• [Given records]:
________________

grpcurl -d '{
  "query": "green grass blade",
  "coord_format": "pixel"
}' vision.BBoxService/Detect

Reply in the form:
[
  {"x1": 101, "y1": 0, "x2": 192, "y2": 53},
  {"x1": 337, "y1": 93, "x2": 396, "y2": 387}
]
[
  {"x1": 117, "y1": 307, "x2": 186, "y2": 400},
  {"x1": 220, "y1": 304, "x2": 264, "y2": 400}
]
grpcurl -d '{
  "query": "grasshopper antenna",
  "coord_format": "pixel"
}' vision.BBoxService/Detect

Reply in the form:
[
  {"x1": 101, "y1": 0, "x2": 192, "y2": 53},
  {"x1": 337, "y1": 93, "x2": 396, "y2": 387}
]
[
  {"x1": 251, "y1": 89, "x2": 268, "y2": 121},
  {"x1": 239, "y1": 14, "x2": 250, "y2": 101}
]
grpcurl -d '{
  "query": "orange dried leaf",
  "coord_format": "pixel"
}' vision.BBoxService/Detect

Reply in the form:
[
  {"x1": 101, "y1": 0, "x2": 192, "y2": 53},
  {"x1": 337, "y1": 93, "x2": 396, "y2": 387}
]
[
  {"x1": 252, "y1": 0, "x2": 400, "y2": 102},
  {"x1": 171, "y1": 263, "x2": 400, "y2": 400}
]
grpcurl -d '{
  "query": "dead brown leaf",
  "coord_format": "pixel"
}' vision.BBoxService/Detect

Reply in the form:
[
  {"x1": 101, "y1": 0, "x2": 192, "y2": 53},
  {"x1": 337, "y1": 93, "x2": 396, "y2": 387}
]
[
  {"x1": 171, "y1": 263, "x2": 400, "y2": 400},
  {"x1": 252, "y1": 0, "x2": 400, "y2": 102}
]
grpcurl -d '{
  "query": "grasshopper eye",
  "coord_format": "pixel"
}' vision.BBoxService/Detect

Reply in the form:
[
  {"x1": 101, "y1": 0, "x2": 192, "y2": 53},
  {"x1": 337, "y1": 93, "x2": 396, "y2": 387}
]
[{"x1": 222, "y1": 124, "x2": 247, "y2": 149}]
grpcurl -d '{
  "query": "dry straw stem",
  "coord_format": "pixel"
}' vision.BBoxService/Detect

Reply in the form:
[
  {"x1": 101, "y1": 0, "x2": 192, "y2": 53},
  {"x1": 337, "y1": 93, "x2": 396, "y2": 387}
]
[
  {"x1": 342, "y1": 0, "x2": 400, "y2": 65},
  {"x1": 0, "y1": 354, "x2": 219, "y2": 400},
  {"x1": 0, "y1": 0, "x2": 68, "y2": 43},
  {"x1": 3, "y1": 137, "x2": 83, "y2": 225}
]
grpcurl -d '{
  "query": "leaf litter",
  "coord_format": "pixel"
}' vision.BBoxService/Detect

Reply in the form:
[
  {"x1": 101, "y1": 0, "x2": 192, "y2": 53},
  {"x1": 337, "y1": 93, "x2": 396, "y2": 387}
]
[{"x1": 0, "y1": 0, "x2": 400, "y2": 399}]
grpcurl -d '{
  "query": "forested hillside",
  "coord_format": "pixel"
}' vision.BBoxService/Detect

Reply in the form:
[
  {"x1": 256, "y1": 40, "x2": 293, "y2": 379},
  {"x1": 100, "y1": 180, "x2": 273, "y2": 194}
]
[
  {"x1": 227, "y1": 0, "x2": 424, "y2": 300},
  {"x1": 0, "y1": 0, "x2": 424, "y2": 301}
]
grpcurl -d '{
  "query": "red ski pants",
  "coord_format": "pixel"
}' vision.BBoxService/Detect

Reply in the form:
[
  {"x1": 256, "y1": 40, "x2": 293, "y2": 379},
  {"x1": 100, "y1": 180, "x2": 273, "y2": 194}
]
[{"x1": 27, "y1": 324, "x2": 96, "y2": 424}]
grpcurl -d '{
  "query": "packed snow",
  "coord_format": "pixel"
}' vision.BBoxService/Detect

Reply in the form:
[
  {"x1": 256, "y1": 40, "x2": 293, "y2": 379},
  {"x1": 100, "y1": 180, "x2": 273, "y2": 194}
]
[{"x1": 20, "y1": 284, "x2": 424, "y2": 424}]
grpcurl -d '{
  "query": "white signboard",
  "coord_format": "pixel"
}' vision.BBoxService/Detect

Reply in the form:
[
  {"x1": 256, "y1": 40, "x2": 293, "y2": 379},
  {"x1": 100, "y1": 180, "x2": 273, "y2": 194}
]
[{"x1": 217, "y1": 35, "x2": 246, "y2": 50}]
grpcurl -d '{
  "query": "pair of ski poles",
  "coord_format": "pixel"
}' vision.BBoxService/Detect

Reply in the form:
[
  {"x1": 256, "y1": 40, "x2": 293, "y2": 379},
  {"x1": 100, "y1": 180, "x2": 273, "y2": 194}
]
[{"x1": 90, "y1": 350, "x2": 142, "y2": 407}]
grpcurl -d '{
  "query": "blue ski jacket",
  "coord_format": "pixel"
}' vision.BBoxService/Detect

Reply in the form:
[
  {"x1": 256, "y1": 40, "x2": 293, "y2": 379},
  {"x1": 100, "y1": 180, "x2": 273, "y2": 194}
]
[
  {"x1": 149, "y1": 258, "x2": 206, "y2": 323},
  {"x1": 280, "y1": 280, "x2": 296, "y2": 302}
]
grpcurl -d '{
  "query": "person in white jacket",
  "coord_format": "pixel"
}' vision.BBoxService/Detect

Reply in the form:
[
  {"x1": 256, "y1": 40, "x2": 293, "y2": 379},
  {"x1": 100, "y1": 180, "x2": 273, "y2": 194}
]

________________

• [Written instruction]: Return every line of the entries above that contains the string "leaf". Case counts.

• [Expected output]:
  "query": "orange dried leaf",
  "query": "dead brown leaf",
  "query": "leaf litter",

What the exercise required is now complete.